[Collected data]
═══

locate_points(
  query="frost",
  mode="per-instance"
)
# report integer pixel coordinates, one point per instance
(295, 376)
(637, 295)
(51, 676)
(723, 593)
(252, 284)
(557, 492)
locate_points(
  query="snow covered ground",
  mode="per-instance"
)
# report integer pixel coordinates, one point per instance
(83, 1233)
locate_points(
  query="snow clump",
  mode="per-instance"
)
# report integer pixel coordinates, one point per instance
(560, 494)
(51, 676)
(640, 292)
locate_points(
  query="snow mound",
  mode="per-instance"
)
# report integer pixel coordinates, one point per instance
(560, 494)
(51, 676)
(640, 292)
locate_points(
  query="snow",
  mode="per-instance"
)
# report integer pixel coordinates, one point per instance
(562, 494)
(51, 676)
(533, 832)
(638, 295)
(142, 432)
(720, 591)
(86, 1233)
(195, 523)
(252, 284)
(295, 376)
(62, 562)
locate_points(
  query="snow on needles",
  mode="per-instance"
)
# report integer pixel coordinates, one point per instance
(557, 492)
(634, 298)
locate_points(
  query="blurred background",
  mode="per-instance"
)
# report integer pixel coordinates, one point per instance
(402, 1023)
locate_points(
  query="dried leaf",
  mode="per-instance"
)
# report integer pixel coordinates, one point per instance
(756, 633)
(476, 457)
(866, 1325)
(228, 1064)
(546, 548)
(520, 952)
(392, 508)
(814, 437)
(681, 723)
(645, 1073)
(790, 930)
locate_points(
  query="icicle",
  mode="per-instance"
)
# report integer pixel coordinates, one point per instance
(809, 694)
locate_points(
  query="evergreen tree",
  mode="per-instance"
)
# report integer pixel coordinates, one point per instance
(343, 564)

═══

:: What this task involves ::
Count the lines in the records above that contain "query", please, and give the number without any other words.

:: Expected answer ::
10